» Required actions:
1. In the discussion about spam below, what kind of messages does it say were outlawed years ago?
2. Give every email address that appears in the spam discussion below.

This has been discussed many times in antispam discussion groups.
The argument I've seen against this is that it just isn't feasible to
change over to a pay-per-email-sent system.
Well, you have me there. If I have to pay for my mailbox on a per email
basis, I certainly don't want it cluttered up with spam that *I* have to pay
for. And as long as email/usenet is free and open to public use, I don't
know how it could be fee-based either.

Sounds like restraint of trade and a free speech issue.

The main restraint would be telling an ISP that it is required by
law to block certain parts of the Internet.
Right. If an ISP is willing to allow 'commercial mailing' accounts, and
charges accordingly, then such a blocking/filtering would be a restraint of
commerce.

daestrom
 
"Dennis M O'Connor" <dmoc@primenet.com> wrote in message
news:bdr170$b9i$1@node21.cwnet.roc.gblx.net...
"daestrom" <daestrom@twcny.rr.com> wrote ...
"Jim Thompson" <Jim-T@analog_innovations.com> wrote in message

But some spam, that isn't fraudulent nor violates local standards of
pornography, just unsolicited advertisements from businesses would also
be
affected. Doesn't this restrict their rights of free speech?

No. Just as with unsolicited faxes, which were outlawed
years ago, your right to free speech does not include the
right to use resources _I_ pay for to deliver your speech.
I'm familiar with the fax issue, but then where does telemarketing fit in?
You pay for your own telephone service? Or is telephone service, which is
flat-fee for incoming calls, exempt from the 'fax law'? If that's the case,
do you pay per email, or a flat ISP fee? If the spam doesn't increase your
fees from the ISP, then why is it like the 'fax law' instead of
telemarketing? I think a majority of folks in US are on a flat fee ISP by
now aren't they?

Now if you paid a fee for each byte, or each email, then yes, spam was
costing you direct money in fees. As it is, it is a nuisance and takes up
some people's time (how much depends on filters, no-spam software, how open
you are with your email address, etc...) And yes, some folks pay extra to
stop spam with software, just like others pay extra to have an unlisted
phone number. I don't think such a cost counts in this.

Of course, with the national 'do not call list' that just went up,
tele-marketing is changing so it may go that way. Some registry of
do-not-spam-email addresses?? Talk about a database ripe for abuses if it
were ever hacked!!!

"Free speech" doesn't mean you get to force other people
to pay for it, or to "hear" it: it means you can say what you
want at your own expense to anyone willing to listen.

» Provided material:
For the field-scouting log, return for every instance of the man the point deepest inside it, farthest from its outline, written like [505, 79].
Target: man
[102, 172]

» Outputs in order:
1. Unsolicited faxes.

2.
dmoc@primenet.com
daestrom@twcny.rr.com
Jim-T@analog_innovations.com